### GIVEN EXERCISE:
Copy out every one of the lines below verbatim, changing nothing.

### STORED ROWS:
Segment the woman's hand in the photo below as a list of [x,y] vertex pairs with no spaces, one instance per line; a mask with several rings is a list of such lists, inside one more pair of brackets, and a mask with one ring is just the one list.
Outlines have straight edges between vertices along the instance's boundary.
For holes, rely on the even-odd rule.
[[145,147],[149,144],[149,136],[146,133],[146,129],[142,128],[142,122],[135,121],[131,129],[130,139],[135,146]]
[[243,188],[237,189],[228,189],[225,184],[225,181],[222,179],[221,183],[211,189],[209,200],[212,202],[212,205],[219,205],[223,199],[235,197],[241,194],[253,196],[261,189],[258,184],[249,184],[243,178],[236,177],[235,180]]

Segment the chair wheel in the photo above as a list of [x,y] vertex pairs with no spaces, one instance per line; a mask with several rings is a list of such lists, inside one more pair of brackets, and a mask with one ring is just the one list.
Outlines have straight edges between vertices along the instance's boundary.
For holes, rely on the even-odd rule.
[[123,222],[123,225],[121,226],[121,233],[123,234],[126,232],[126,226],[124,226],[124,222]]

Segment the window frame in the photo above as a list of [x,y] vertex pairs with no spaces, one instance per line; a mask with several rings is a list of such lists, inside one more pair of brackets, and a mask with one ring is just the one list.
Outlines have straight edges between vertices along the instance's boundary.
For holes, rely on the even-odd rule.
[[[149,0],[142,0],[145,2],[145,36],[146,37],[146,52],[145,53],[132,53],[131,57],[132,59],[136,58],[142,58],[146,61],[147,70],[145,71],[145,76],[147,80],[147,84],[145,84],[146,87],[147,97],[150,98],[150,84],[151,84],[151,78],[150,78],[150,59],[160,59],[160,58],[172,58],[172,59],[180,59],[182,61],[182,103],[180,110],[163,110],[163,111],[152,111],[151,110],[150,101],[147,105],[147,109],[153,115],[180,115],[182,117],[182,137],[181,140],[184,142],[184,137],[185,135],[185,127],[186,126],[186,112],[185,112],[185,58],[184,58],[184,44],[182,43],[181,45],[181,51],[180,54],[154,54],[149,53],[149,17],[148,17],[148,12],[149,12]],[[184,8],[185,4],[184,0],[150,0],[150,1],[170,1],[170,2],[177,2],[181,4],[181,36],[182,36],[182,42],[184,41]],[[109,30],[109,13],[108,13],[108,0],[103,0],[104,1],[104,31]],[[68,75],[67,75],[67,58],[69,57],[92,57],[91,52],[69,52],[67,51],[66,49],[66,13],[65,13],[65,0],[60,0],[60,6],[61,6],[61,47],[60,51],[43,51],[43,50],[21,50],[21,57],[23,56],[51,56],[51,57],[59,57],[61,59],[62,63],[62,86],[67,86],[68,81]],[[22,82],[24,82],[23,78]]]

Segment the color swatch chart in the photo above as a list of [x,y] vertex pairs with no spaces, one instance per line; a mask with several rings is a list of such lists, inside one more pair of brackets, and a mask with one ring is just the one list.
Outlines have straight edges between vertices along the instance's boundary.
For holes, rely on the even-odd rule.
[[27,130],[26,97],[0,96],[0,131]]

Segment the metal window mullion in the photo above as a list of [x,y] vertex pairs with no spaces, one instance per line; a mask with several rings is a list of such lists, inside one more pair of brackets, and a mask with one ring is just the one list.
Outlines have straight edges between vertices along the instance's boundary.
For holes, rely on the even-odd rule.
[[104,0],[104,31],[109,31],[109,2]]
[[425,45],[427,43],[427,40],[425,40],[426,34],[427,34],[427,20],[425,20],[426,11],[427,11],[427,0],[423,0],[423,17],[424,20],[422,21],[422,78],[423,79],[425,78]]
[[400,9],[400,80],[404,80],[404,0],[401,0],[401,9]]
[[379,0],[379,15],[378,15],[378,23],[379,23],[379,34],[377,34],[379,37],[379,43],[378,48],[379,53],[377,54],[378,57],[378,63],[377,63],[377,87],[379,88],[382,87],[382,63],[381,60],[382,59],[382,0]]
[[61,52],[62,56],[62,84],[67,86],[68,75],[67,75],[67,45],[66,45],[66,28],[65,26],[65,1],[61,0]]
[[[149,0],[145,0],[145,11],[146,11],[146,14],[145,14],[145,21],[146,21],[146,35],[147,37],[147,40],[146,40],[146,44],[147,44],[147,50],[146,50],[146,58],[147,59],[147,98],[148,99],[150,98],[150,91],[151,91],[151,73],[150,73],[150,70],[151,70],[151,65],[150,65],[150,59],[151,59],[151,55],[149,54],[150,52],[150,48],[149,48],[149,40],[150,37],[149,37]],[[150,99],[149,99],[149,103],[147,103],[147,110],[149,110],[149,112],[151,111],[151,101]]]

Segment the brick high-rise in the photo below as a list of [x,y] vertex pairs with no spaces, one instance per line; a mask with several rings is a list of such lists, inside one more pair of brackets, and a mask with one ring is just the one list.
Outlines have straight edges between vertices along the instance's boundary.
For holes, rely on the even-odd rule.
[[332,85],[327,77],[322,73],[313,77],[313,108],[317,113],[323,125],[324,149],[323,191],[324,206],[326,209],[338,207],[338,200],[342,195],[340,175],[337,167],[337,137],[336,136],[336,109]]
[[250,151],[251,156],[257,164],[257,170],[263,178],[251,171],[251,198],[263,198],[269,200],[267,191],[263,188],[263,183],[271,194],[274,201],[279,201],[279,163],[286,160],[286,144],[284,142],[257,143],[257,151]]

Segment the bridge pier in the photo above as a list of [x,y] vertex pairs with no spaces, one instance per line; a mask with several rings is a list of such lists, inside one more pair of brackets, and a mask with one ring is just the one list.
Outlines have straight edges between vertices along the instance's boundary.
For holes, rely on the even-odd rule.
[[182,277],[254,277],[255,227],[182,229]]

### WORKED SOLUTION:
Segment the woman's hand in the photo below as a list of [x,y] vertex pairs with no spaces, one instance per line; a mask with several rings is a list of such lists, inside one more pair of brackets, and a mask with one ring is just the one list.
Outlines have straight edges between vertices along the instance's boundary.
For holes, rely on the even-odd rule.
[[145,147],[149,144],[149,136],[146,133],[146,129],[142,128],[142,122],[135,121],[131,129],[130,139],[135,146]]
[[243,188],[237,189],[228,189],[225,184],[225,181],[222,179],[221,183],[211,189],[209,200],[212,202],[212,205],[219,205],[223,199],[235,197],[241,194],[253,196],[261,189],[258,184],[249,184],[243,178],[236,177],[235,180]]

Segment the chair wheel in the photo above as a list of [x,y] vertex pairs with no spaces, one instance per line; a mask with several rings is a list of such lists, inside one more pair of brackets, and a mask with one ring is just the one list.
Outlines have straight edges between vertices along the instance's boundary.
For holes, rely on the even-odd rule.
[[123,222],[123,225],[121,226],[121,233],[123,234],[126,232],[126,226],[124,226],[124,222]]

Segment the window frame in the photo above as a list of [x,y] vertex pairs with no spaces, one instance per line; a mask with several rings is a list of such lists, inside one more pair of brackets, and a mask with one ring is just the one list.
Outlines have straight edges between vertices along the instance's boundary.
For holes, rely on the even-odd rule.
[[[149,0],[142,0],[145,2],[145,36],[146,37],[146,52],[145,53],[132,53],[131,57],[132,59],[136,58],[142,58],[146,61],[147,70],[145,71],[145,76],[147,80],[147,84],[145,84],[146,87],[147,97],[150,98],[150,84],[151,84],[151,78],[150,78],[150,59],[160,59],[160,58],[172,58],[172,59],[180,59],[182,61],[182,103],[180,110],[163,110],[163,111],[152,111],[151,110],[150,101],[147,105],[147,109],[153,115],[180,115],[182,117],[182,137],[181,140],[184,142],[184,137],[185,135],[185,127],[186,126],[186,112],[185,112],[185,58],[184,58],[184,44],[182,43],[181,45],[181,51],[180,54],[154,54],[149,53],[149,17],[148,17],[148,12],[149,12]],[[184,8],[185,4],[184,0],[150,0],[150,1],[170,1],[170,2],[177,2],[181,4],[181,36],[182,36],[182,42],[184,41]],[[109,30],[109,13],[108,13],[108,0],[103,0],[104,1],[104,31]],[[68,75],[67,75],[67,58],[69,57],[92,57],[91,52],[69,52],[67,51],[66,49],[66,13],[65,13],[65,0],[60,0],[60,6],[61,6],[61,47],[60,51],[43,51],[43,50],[21,50],[21,57],[23,56],[51,56],[51,57],[59,57],[61,59],[62,63],[62,86],[67,86],[68,81]],[[22,82],[24,82],[23,78]]]

Segment the color swatch chart in the photo above as a list of [x,y] vertex pairs with no spaces, one instance per line; a mask with several rings is a list of such lists, inside one more pair of brackets, and a mask with one ring is just the one list.
Outlines have straight edges between vertices along the instance's boundary.
For holes, rely on the even-odd rule.
[[27,130],[26,97],[0,96],[0,131]]

Segment the metal window mullion in the photo above as a list of [x,y] vertex pairs with no spaces, one instance per line; a mask with several rings is a list of such lists, inside one more pair of brackets, and a mask with one ring is just the one list.
Outlines have straight edges between vertices along the instance's boundary.
For holes, rely on the even-odd rule.
[[104,0],[104,31],[109,31],[109,2]]
[[425,45],[427,43],[427,40],[425,40],[426,34],[427,34],[427,20],[425,20],[426,11],[427,11],[427,0],[423,0],[423,17],[424,20],[422,21],[422,78],[423,79],[425,78]]
[[400,9],[400,80],[404,80],[404,0],[401,0],[401,9]]
[[379,0],[379,15],[378,15],[378,23],[379,23],[379,34],[377,34],[379,37],[379,43],[378,48],[379,53],[377,54],[378,57],[378,63],[377,63],[377,87],[379,88],[382,87],[382,63],[381,60],[382,59],[382,0]]
[[61,52],[62,56],[62,84],[67,86],[68,75],[67,75],[67,45],[66,45],[66,28],[65,26],[65,1],[61,0]]
[[[149,0],[145,0],[145,11],[146,11],[146,14],[145,14],[145,21],[146,21],[146,35],[147,37],[147,40],[146,40],[146,44],[147,44],[147,50],[146,50],[146,58],[147,59],[147,98],[148,99],[150,98],[150,91],[151,91],[151,73],[150,73],[150,70],[151,70],[151,65],[150,65],[150,59],[151,59],[151,55],[149,54],[150,52],[150,48],[149,48],[149,40],[150,37],[149,37]],[[150,99],[149,99],[149,103],[147,103],[147,110],[149,110],[149,112],[151,111],[151,101]]]

Segment the brick high-rise in the photo below as a list of [x,y] vertex pairs with no spaces, one instance per line; a mask with several rings is a list of such lists, inside one more pair of brackets, and a mask with one ring is just the one list.
Outlines have straight edges between vertices along the instance's boundary.
For holes, rely on the even-odd rule.
[[332,85],[327,77],[322,73],[313,77],[313,108],[317,113],[323,125],[324,149],[323,191],[324,206],[326,209],[338,207],[338,200],[342,195],[340,175],[337,167],[337,137],[336,136],[336,109]]
[[250,151],[251,156],[257,164],[257,170],[263,178],[251,171],[251,198],[263,198],[269,200],[267,191],[263,188],[263,183],[271,194],[274,201],[279,201],[279,163],[286,160],[286,144],[284,142],[257,143],[257,151]]

Segment the bridge pier in the photo above as a list of [x,y] vertex pairs with no spaces, one instance per line; a mask with several rings is a list of such lists, inside one more pair of brackets, and a mask with one ring is just the one list.
Outlines have straight edges between vertices along the instance's boundary.
For holes, rely on the even-odd rule.
[[182,277],[254,277],[255,227],[182,229]]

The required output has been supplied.